- [Stored data]
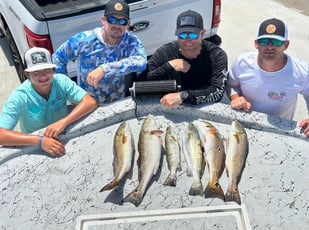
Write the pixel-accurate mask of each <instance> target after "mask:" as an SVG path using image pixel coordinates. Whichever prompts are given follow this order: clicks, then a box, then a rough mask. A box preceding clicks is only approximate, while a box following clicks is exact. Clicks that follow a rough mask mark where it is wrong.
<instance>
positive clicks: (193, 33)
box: [178, 32, 200, 40]
mask: <svg viewBox="0 0 309 230" xmlns="http://www.w3.org/2000/svg"><path fill="white" fill-rule="evenodd" d="M199 36H200V35H199V34H197V33H187V32H182V33H179V34H178V38H179V39H181V40H185V39H187V37H189V39H191V40H196V39H198V37H199Z"/></svg>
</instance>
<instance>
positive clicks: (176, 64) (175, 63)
mask: <svg viewBox="0 0 309 230" xmlns="http://www.w3.org/2000/svg"><path fill="white" fill-rule="evenodd" d="M168 63H169V64H170V65H171V66H172V67H173V68H174V69H175V70H176V71H179V72H183V73H186V72H188V71H189V69H190V67H191V65H190V64H189V63H188V62H187V61H185V60H183V59H174V60H171V61H169V62H168Z"/></svg>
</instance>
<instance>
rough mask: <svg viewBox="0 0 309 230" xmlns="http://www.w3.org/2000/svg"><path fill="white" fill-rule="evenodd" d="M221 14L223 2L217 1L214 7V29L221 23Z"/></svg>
mask: <svg viewBox="0 0 309 230" xmlns="http://www.w3.org/2000/svg"><path fill="white" fill-rule="evenodd" d="M220 14H221V0H215V1H214V7H213V17H212V27H218V26H219V23H220V21H221V18H220Z"/></svg>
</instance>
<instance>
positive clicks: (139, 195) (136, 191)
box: [123, 189, 143, 207]
mask: <svg viewBox="0 0 309 230" xmlns="http://www.w3.org/2000/svg"><path fill="white" fill-rule="evenodd" d="M142 199H143V193H141V192H140V191H138V190H137V189H135V190H134V191H133V192H131V193H129V194H128V195H127V196H126V197H125V198H124V199H123V201H124V202H130V203H132V204H134V205H135V206H136V207H137V206H139V205H140V203H141V202H142Z"/></svg>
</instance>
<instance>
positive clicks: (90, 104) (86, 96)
mask: <svg viewBox="0 0 309 230" xmlns="http://www.w3.org/2000/svg"><path fill="white" fill-rule="evenodd" d="M96 108H97V103H96V101H95V100H94V99H93V98H92V97H91V96H90V95H89V94H86V95H85V96H84V97H83V99H82V100H81V102H80V103H78V104H77V105H76V106H75V107H74V109H73V110H72V111H71V112H70V113H69V114H68V115H67V116H66V117H64V118H63V119H62V120H63V121H64V122H65V126H68V125H69V124H71V123H73V122H75V121H77V120H79V119H80V118H82V117H84V116H85V115H87V114H89V113H90V112H92V111H93V110H95V109H96Z"/></svg>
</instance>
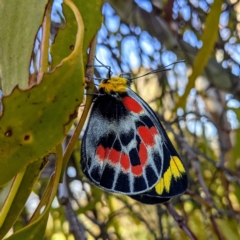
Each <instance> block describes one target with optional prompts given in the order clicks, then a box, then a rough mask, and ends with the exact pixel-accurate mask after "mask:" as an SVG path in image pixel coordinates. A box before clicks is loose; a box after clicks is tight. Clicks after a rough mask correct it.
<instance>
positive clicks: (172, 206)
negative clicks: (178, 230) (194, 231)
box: [164, 202, 197, 240]
mask: <svg viewBox="0 0 240 240" xmlns="http://www.w3.org/2000/svg"><path fill="white" fill-rule="evenodd" d="M164 205H165V206H166V208H167V210H168V212H169V213H170V214H171V215H172V217H173V218H174V220H175V221H176V222H177V224H178V226H179V227H180V228H181V229H182V230H183V231H184V232H185V233H186V234H187V236H188V237H189V238H190V239H191V240H197V237H196V236H195V235H194V233H193V232H192V231H191V230H190V228H189V227H188V225H187V223H186V222H185V220H184V218H183V217H182V216H180V215H179V214H178V213H177V211H176V210H175V209H174V207H173V205H172V204H171V203H170V202H168V203H164Z"/></svg>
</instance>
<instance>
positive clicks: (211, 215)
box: [14, 0, 240, 240]
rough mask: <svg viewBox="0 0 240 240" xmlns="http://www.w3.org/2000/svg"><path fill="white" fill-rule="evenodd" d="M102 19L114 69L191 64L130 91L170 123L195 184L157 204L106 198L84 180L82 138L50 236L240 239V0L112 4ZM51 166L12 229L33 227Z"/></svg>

- [Your goal] Quote every row above verbatim, omitting the pictures.

- [Solution to this exercise]
Write the pixel-accurate mask of each <instance> target after "mask:" as an SVG path using image pixel coordinates. Whichever prompts are given follow this order: clicks, then a box, then a rough mask. A box preceding clicks is only approximate, while a box following clicks is exact. Clicks that follow a rough mask mark where it is wrong.
<instance>
positive clicks: (193, 33)
box: [178, 32, 200, 40]
mask: <svg viewBox="0 0 309 230" xmlns="http://www.w3.org/2000/svg"><path fill="white" fill-rule="evenodd" d="M199 36H200V35H199V34H197V33H187V32H182V33H179V34H178V38H179V39H181V40H185V39H187V37H189V39H191V40H196V39H198V37H199Z"/></svg>
</instance>
<instance>
positive clicks: (176, 64) (175, 63)
mask: <svg viewBox="0 0 309 230" xmlns="http://www.w3.org/2000/svg"><path fill="white" fill-rule="evenodd" d="M168 63H169V64H170V65H171V66H172V67H173V68H174V69H175V70H176V71H179V72H183V73H186V72H188V71H189V69H190V67H191V65H190V64H189V63H188V62H187V61H185V60H183V59H174V60H171V61H169V62H168Z"/></svg>
</instance>
<instance>
rough mask: <svg viewBox="0 0 309 230" xmlns="http://www.w3.org/2000/svg"><path fill="white" fill-rule="evenodd" d="M221 14L223 2L217 1L214 7V29L221 23Z"/></svg>
mask: <svg viewBox="0 0 309 230" xmlns="http://www.w3.org/2000/svg"><path fill="white" fill-rule="evenodd" d="M220 14H221V0H215V1H214V7H213V17H212V27H218V26H219V23H220V21H221V18H220Z"/></svg>
</instance>
<instance>
positive clicks: (139, 195) (136, 191)
box: [123, 189, 143, 207]
mask: <svg viewBox="0 0 309 230" xmlns="http://www.w3.org/2000/svg"><path fill="white" fill-rule="evenodd" d="M142 199H143V193H141V192H140V191H138V190H137V189H135V190H134V191H133V192H131V193H129V194H128V195H127V196H126V197H125V198H124V199H123V201H124V202H130V203H132V204H134V205H135V206H136V207H137V206H139V205H140V203H141V202H142Z"/></svg>
</instance>
<instance>
positive clicks: (90, 104) (86, 96)
mask: <svg viewBox="0 0 309 230" xmlns="http://www.w3.org/2000/svg"><path fill="white" fill-rule="evenodd" d="M96 108H97V103H96V101H95V100H94V99H93V98H92V97H91V96H90V95H89V94H86V95H85V96H84V97H83V99H82V100H81V102H80V103H78V104H77V105H76V106H75V107H74V109H73V110H72V111H71V112H70V113H69V114H68V115H67V116H66V117H64V118H63V119H62V120H63V121H64V122H65V126H68V125H69V124H71V123H73V122H75V121H77V120H79V119H80V118H82V117H84V116H85V115H87V114H89V113H90V112H92V111H93V110H95V109H96Z"/></svg>
</instance>
Each <instance> block describes one target with optional prompts given in the order clicks, then a box, then a rough mask, and ends with the exact pixel-accurate mask after "mask:" as an SVG path in image pixel coordinates. A box before clicks is loose; a box after clicks is tight. Clicks after a rough mask correct it.
<instance>
positive clicks: (172, 206)
negative clicks: (178, 230) (194, 231)
box: [164, 202, 197, 240]
mask: <svg viewBox="0 0 240 240" xmlns="http://www.w3.org/2000/svg"><path fill="white" fill-rule="evenodd" d="M164 205H165V206H166V208H167V210H168V212H169V213H170V214H171V215H172V217H173V218H174V220H175V221H176V222H177V224H178V226H179V227H180V228H181V229H182V230H183V231H184V232H185V233H186V234H187V236H188V237H189V238H190V239H191V240H197V237H196V236H195V235H194V233H193V232H192V231H191V230H190V228H189V227H188V225H187V223H186V222H185V220H184V218H183V217H182V216H180V215H179V214H178V213H177V211H176V210H175V209H174V207H173V205H172V204H171V203H170V202H168V203H164Z"/></svg>
</instance>
<instance>
positive clicks: (211, 215)
box: [14, 0, 240, 240]
rough mask: <svg viewBox="0 0 240 240" xmlns="http://www.w3.org/2000/svg"><path fill="white" fill-rule="evenodd" d="M102 19L114 69L191 64L130 91L170 123L195 184L157 204L106 198L84 180L82 138L50 236L240 239V0L112 4ZM51 166L12 229L33 227Z"/></svg>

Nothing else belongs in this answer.